◆ **Work to do**
Please report how many lines in the rows below contain the string "clipping", treating uppercase and lowercase as different, and give only the number.

◆ **Input material**
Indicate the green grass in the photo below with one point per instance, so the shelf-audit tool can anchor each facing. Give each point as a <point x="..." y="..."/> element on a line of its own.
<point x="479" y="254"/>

--

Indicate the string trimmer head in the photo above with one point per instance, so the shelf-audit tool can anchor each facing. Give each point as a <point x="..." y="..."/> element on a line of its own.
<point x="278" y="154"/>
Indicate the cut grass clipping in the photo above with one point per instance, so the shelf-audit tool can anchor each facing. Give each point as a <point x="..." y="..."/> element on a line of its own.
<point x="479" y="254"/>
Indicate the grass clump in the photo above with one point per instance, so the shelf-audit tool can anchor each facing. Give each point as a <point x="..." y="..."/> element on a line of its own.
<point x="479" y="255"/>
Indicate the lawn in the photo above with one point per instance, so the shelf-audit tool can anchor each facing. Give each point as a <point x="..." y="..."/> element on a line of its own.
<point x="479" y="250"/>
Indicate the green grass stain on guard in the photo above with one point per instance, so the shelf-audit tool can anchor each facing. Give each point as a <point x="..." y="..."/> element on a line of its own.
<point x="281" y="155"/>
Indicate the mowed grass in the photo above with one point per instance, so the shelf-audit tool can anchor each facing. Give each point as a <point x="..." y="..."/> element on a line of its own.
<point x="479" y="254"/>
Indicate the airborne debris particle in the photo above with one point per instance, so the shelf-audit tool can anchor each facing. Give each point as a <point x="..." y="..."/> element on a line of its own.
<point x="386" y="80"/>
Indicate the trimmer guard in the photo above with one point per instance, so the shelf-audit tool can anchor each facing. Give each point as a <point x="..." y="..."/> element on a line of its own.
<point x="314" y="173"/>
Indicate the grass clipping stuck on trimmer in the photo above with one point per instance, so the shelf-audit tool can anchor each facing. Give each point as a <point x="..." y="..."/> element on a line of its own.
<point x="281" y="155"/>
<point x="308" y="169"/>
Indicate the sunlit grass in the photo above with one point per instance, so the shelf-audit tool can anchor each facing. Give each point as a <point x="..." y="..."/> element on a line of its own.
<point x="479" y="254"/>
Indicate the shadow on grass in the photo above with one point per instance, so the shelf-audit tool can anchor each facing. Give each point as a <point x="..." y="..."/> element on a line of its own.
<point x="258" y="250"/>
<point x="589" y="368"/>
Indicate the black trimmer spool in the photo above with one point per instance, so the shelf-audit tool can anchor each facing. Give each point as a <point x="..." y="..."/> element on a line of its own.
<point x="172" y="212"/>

◆ **The result**
2